### DIRECTIVES
1) According to the comment excerpt, what are the two reasons China buys the SU-35?
2) Write out the comment excerpt from "At least you" up to and including "b) Thrust-vectored engines.".
3) Continue the comment excerpt on Russian immigration and the SU-35 from where it stops.
Start of EXTRACT
This explains his good English, and it also suggests that permanent immigration of Russians should be prohibited (and no one can accuse me of Russophobia).
There’s a general problem that modern Russian immigrants don’t seem to identify as American ever.
At least you repatriated.
Perhaps it improves with their children of course.
Doubtless America’s hostile foreign policy makes this problem worse, but that just shows the problem of immigration even more. I don’t favor our current Russophobic foreign policy, but we have a sovereign right to pursue such a policy and should not have to worry about the loyalties of ethnic Russians within our borders.
That our leaders think it prudent to attack foreign countries while simultaneously welcoming their nationals as immigrants says a lot about the fantasy world they inhabit.
“Invade the world, invite the world.” -Steve Sailer
There is nothing more fascinating than people who try to preach a complete BS. Here is why what you posted here is BS.
Now:
SU-35 is purchased by China for two reasons:
a) Irbis radar;
b) Thrust-vectored engines.
End of EXTRACT
Start of DATA EXCERPTS
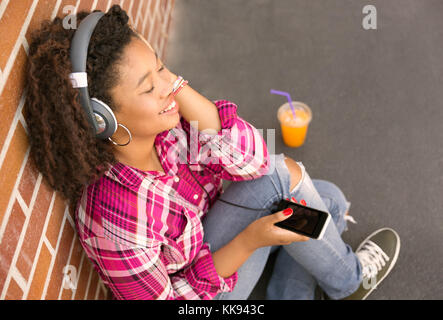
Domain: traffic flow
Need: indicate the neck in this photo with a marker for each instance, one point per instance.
(139, 153)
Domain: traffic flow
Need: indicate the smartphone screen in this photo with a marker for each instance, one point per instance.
(304, 220)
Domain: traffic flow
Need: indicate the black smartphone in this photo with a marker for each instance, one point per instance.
(304, 220)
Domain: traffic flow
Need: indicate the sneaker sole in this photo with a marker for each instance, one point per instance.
(394, 259)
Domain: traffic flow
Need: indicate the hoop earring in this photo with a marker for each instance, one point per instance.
(129, 133)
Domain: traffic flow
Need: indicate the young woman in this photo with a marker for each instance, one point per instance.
(141, 214)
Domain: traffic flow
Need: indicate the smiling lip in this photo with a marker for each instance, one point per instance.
(172, 110)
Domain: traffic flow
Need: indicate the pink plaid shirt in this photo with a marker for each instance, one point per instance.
(142, 229)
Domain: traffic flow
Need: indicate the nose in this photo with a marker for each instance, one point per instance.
(166, 86)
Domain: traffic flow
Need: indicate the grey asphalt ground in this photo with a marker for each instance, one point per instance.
(376, 97)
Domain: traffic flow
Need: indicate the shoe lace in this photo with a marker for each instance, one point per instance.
(350, 219)
(372, 259)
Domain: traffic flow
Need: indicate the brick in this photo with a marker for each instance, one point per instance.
(93, 286)
(28, 181)
(136, 8)
(102, 5)
(10, 240)
(74, 261)
(14, 291)
(10, 26)
(152, 7)
(12, 93)
(56, 219)
(62, 5)
(61, 259)
(40, 274)
(86, 5)
(43, 11)
(34, 230)
(83, 278)
(11, 166)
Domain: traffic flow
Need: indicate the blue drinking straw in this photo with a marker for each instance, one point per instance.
(288, 96)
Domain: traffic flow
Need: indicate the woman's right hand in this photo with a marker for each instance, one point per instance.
(262, 232)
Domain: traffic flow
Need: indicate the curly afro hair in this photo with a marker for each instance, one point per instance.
(63, 147)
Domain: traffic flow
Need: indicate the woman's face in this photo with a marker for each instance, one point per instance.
(144, 90)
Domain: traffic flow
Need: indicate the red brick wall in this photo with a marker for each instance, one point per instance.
(37, 237)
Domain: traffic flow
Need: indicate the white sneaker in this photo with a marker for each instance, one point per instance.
(378, 254)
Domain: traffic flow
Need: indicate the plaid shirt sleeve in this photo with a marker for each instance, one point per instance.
(140, 273)
(237, 152)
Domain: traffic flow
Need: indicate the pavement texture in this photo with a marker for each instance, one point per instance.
(376, 97)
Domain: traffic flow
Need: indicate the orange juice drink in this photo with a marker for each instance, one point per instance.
(294, 129)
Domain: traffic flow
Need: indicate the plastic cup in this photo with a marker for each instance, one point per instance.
(294, 130)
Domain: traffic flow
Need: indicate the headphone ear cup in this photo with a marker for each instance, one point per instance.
(105, 118)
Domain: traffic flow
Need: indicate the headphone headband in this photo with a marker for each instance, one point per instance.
(100, 116)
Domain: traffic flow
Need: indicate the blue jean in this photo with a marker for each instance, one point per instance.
(299, 266)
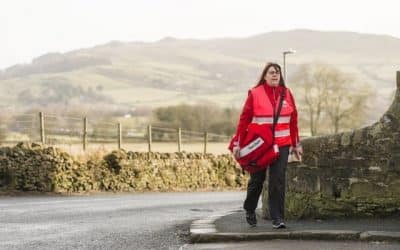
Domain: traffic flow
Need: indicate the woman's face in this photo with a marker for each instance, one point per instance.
(273, 76)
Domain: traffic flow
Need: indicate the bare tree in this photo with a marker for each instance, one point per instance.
(330, 97)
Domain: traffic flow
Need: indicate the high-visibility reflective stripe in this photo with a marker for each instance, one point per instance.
(251, 147)
(270, 120)
(282, 133)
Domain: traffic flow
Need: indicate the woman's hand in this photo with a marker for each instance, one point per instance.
(298, 152)
(236, 151)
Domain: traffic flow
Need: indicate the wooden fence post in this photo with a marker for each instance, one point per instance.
(149, 139)
(41, 124)
(205, 142)
(179, 139)
(84, 135)
(119, 135)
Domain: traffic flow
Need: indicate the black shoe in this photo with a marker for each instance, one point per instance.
(278, 224)
(251, 218)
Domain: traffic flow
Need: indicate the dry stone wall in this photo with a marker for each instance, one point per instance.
(355, 173)
(34, 167)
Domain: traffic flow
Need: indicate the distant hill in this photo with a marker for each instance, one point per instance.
(173, 71)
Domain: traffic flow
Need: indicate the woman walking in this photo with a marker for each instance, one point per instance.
(260, 107)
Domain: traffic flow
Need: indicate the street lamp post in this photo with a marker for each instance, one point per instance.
(286, 52)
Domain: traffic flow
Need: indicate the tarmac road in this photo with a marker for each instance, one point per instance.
(107, 221)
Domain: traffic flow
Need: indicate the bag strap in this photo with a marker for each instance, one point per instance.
(276, 116)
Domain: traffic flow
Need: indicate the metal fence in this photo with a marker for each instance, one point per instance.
(58, 129)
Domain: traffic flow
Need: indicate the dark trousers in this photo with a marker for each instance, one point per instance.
(276, 186)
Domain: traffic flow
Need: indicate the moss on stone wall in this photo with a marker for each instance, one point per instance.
(33, 167)
(355, 173)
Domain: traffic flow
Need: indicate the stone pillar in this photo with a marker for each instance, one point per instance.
(355, 173)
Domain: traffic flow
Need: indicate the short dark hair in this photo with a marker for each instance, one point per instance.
(277, 67)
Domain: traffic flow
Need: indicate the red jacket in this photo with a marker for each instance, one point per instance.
(273, 93)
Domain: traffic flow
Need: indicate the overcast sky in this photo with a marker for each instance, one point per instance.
(30, 28)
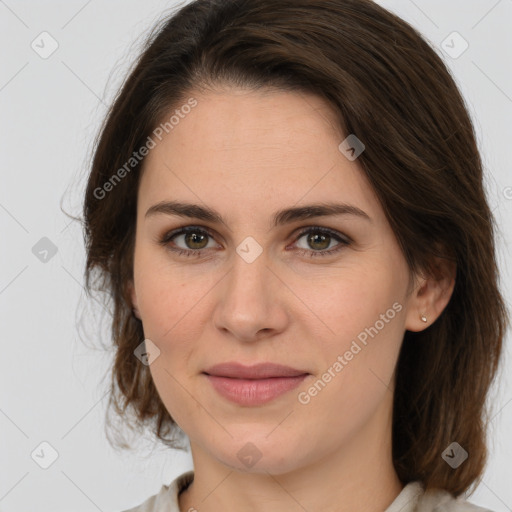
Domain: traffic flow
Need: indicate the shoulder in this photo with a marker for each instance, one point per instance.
(440, 500)
(167, 499)
(414, 498)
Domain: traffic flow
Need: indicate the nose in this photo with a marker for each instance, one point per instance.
(250, 301)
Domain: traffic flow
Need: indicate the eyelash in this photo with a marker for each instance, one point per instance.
(342, 239)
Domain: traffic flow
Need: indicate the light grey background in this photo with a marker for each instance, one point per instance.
(53, 386)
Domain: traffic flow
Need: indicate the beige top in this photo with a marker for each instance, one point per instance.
(411, 499)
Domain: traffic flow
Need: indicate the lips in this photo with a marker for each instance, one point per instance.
(258, 371)
(256, 385)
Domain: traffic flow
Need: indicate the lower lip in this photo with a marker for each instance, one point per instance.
(254, 391)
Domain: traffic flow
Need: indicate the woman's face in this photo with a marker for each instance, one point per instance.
(323, 294)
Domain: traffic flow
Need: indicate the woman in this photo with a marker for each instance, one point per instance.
(286, 207)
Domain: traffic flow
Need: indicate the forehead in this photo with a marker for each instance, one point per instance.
(257, 150)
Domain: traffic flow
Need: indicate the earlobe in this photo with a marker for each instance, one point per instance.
(431, 296)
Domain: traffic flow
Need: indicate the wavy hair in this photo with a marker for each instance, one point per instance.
(386, 84)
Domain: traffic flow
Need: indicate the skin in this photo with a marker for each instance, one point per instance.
(248, 154)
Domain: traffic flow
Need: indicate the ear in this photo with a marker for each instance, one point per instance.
(133, 299)
(431, 295)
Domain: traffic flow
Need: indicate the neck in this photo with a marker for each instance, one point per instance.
(359, 475)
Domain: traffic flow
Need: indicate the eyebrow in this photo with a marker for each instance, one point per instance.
(282, 217)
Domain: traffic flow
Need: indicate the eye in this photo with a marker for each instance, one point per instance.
(194, 240)
(319, 239)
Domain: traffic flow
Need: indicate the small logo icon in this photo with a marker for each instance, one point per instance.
(44, 455)
(454, 455)
(249, 249)
(249, 454)
(454, 45)
(351, 147)
(44, 250)
(44, 45)
(147, 352)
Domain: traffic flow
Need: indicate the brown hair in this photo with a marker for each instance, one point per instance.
(389, 87)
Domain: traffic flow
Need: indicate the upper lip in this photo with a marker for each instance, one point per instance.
(257, 371)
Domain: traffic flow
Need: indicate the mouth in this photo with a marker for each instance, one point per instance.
(253, 385)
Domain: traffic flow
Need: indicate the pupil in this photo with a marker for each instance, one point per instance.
(314, 239)
(194, 238)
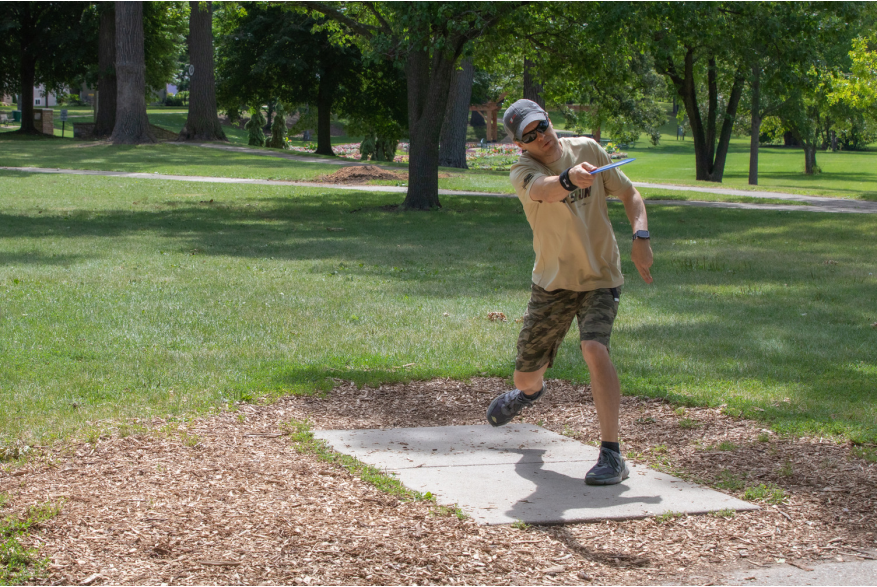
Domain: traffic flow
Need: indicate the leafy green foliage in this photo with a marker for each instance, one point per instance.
(859, 87)
(165, 25)
(55, 40)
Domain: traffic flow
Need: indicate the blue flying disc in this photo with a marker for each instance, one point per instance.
(611, 166)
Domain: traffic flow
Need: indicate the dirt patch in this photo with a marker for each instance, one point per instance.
(365, 173)
(361, 174)
(229, 499)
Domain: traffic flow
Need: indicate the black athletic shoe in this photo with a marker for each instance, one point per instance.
(504, 408)
(609, 470)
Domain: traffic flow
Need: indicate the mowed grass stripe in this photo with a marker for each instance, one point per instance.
(124, 298)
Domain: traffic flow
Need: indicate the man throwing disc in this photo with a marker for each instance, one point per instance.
(577, 271)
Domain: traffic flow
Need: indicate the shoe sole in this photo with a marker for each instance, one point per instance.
(489, 409)
(610, 481)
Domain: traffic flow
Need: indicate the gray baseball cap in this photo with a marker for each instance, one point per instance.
(519, 115)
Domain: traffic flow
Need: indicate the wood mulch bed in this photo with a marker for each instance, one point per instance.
(229, 499)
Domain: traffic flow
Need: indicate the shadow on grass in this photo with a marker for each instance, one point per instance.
(808, 339)
(35, 258)
(146, 158)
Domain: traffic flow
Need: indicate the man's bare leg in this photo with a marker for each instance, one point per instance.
(604, 387)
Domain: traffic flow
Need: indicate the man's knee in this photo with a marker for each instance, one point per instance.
(594, 351)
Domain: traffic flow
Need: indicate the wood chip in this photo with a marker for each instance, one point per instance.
(148, 509)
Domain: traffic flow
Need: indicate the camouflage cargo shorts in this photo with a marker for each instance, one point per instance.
(549, 316)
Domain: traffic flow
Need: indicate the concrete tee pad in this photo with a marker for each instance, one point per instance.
(520, 472)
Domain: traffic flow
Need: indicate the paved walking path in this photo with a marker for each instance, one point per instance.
(846, 573)
(814, 203)
(520, 472)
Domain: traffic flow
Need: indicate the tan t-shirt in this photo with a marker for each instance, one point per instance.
(573, 239)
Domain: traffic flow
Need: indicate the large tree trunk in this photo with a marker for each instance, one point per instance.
(202, 122)
(810, 157)
(532, 88)
(428, 86)
(25, 102)
(324, 116)
(452, 144)
(755, 128)
(709, 154)
(132, 123)
(105, 120)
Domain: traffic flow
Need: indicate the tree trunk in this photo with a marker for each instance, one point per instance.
(452, 145)
(132, 123)
(25, 102)
(324, 117)
(755, 129)
(532, 88)
(202, 122)
(428, 86)
(809, 158)
(105, 119)
(709, 154)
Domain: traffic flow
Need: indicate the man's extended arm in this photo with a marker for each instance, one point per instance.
(547, 189)
(641, 253)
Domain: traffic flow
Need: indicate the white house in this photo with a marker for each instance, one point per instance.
(42, 100)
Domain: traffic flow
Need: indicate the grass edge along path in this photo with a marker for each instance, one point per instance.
(662, 197)
(302, 436)
(18, 563)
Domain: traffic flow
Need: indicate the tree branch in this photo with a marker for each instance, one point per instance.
(384, 24)
(363, 29)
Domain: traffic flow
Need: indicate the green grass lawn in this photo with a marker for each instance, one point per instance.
(844, 174)
(124, 298)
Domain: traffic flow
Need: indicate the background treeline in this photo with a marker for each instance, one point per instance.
(800, 73)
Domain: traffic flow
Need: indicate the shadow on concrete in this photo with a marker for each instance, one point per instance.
(561, 492)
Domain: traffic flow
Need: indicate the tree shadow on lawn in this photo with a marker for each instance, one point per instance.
(36, 258)
(477, 247)
(147, 158)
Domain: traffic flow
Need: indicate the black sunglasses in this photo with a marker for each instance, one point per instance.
(531, 136)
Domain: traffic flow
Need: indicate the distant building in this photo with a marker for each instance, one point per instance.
(43, 100)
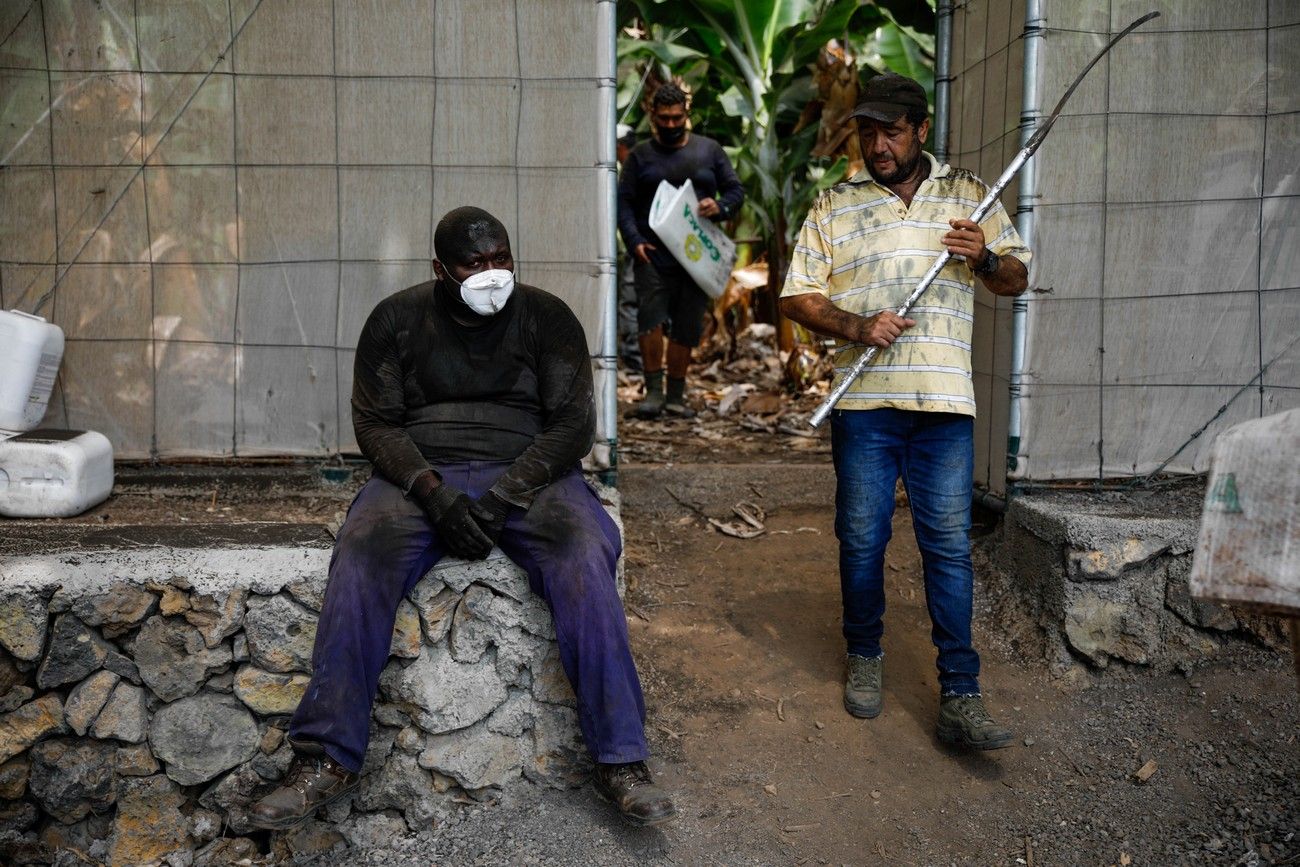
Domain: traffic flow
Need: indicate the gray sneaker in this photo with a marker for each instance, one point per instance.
(862, 686)
(963, 720)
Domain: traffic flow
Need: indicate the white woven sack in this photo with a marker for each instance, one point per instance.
(698, 243)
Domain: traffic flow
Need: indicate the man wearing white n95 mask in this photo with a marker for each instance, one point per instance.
(473, 399)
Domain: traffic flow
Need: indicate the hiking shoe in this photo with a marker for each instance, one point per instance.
(632, 790)
(311, 783)
(862, 686)
(963, 720)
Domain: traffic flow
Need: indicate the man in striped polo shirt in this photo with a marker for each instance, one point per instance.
(862, 250)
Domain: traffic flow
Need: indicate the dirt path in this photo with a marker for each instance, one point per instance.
(739, 646)
(742, 659)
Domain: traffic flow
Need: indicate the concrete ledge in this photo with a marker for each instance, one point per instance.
(1104, 579)
(147, 673)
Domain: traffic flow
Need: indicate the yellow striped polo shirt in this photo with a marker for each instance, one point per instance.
(863, 250)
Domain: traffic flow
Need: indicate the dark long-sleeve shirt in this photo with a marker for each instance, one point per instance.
(701, 160)
(516, 386)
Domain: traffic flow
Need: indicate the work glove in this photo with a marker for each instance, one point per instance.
(489, 512)
(449, 510)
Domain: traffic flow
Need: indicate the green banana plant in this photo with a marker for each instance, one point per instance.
(748, 64)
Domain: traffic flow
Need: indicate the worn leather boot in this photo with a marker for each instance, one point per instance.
(963, 720)
(862, 686)
(632, 790)
(311, 783)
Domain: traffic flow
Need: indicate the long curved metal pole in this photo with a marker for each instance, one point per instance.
(976, 216)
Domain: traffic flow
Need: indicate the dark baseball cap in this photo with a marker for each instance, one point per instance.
(888, 96)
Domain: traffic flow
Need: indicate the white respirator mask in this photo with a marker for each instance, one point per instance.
(488, 291)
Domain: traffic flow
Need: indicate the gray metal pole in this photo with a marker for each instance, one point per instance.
(1031, 111)
(943, 76)
(607, 362)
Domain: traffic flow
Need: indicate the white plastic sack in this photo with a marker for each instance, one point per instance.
(698, 243)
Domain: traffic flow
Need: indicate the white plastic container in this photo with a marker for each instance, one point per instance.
(55, 473)
(30, 352)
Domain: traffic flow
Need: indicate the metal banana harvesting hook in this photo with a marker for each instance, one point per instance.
(976, 216)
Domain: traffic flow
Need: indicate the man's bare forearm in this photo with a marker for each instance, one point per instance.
(818, 313)
(1010, 278)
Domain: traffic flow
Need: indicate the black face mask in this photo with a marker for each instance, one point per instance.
(670, 134)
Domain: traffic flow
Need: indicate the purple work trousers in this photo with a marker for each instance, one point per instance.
(567, 545)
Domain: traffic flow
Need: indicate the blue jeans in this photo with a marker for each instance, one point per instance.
(566, 543)
(934, 454)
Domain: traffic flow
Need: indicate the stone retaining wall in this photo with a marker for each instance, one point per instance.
(1096, 579)
(144, 694)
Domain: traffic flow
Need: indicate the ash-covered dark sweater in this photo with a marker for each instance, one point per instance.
(514, 386)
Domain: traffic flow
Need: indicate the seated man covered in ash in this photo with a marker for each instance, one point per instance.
(473, 399)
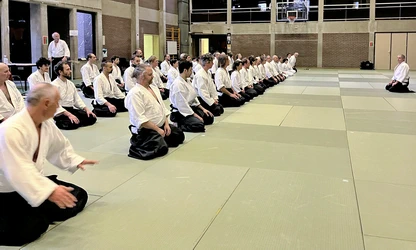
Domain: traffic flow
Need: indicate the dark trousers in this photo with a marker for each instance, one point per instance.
(215, 109)
(251, 92)
(148, 144)
(165, 94)
(190, 123)
(87, 91)
(63, 122)
(55, 61)
(398, 87)
(21, 223)
(258, 89)
(227, 101)
(103, 111)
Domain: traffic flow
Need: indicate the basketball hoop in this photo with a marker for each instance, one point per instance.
(291, 19)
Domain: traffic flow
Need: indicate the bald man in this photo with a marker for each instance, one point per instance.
(11, 101)
(400, 80)
(57, 51)
(31, 201)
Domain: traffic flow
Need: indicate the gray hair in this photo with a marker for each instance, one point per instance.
(138, 71)
(40, 91)
(151, 59)
(206, 58)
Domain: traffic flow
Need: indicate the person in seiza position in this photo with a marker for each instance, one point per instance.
(151, 132)
(72, 113)
(89, 72)
(11, 100)
(187, 112)
(31, 201)
(400, 80)
(40, 75)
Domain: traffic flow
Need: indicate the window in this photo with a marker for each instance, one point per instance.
(86, 33)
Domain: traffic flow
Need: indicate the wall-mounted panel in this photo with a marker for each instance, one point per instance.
(305, 44)
(345, 49)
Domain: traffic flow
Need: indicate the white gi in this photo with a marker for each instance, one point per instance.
(69, 95)
(287, 68)
(164, 67)
(59, 49)
(106, 88)
(401, 73)
(36, 77)
(19, 141)
(236, 81)
(143, 107)
(129, 81)
(222, 79)
(117, 73)
(156, 79)
(6, 108)
(172, 75)
(205, 87)
(292, 61)
(183, 96)
(89, 72)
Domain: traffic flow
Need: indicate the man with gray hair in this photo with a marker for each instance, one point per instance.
(205, 86)
(151, 132)
(31, 201)
(400, 80)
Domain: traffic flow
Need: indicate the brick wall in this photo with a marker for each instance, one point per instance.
(344, 50)
(305, 44)
(124, 1)
(172, 6)
(150, 4)
(117, 36)
(250, 44)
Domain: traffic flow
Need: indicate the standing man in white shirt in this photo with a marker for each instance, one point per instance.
(400, 80)
(30, 201)
(40, 75)
(165, 65)
(89, 72)
(117, 73)
(73, 113)
(57, 51)
(205, 86)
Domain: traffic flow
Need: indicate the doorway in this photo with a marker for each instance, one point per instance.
(389, 45)
(151, 46)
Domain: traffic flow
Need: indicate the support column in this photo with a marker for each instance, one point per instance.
(5, 37)
(229, 14)
(273, 16)
(99, 34)
(74, 39)
(135, 28)
(320, 33)
(372, 29)
(39, 29)
(183, 14)
(162, 28)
End of DATA EXCERPTS
### TASK-BY-TASK RESULTS
1) The Irbis radar and the thrust-vectored engines.

2)
At least you repatriated.
Perhaps it improves with their children of course.
Doubtless America’s hostile foreign policy makes this problem worse, but that just shows the problem of immigration even more. I don’t favor our current Russophobic foreign policy, but we have a sovereign right to pursue such a policy and should not have to worry about the loyalties of ethnic Russians within our borders.
That our leaders think it prudent to attack foreign countries while simultaneously welcoming their nationals as immigrants says a lot about the fantasy world they inhabit.
“Invade the world, invite the world.” -Steve Sailer
There is nothing more fascinating than people who try to preach a complete BS. Here is why what you posted here is BS.
Now:
SU-35 is purchased by China for two reasons:
a) Irbis radar;
b) Thrust-vectored engines.

3)
In both cases China is generation or two behind Russia.
Russia sold to China a regiment–two squadrons of SU-35s together with this:
http://tass.com/defense/932131
It has nothing to do with aggressor squadrons and Russians are keenly aware of China getting SU-35s, as was the case with ANY Soviet/Russian-made military technology, for copying. In this case it was clearly stated to China–either you buy our quantity or you don’t get it at all. It is a 2 billion dollar contract–not a pocket change by any means. Even Majumdar had to admit and I quote:
https://scout.com/military/warrior/Article/Why-is-China-Buying-Russian-Su-35-Fighter–101457513
China doesn’t have real 5th generation fighter, not does China have world-class engine and it is not expected any time soon. So, please, spare this BS and hot air for some other places. Even today Chinese Air Force flies 300+ ancient Mig-21s and even what passes in China as a “genuine” light fighter aka Chengdu J-10 was developed with the help of Russians and Israelis. Per PLAN–I have nothing to discuss here. Chinese submarine force so far is a joke. China has a long-long way before it will be able to NOT-harvest Russian military technology for own purposes, however ridiculous excuses, such as your camouflage “explanation”, will be. Ask yourself a question, who also will get a wide body CR 929 and its PD-35 engines designed. Also compare COMAC C919 and MC-21, which bird spends more time in the air and is ready for serial production.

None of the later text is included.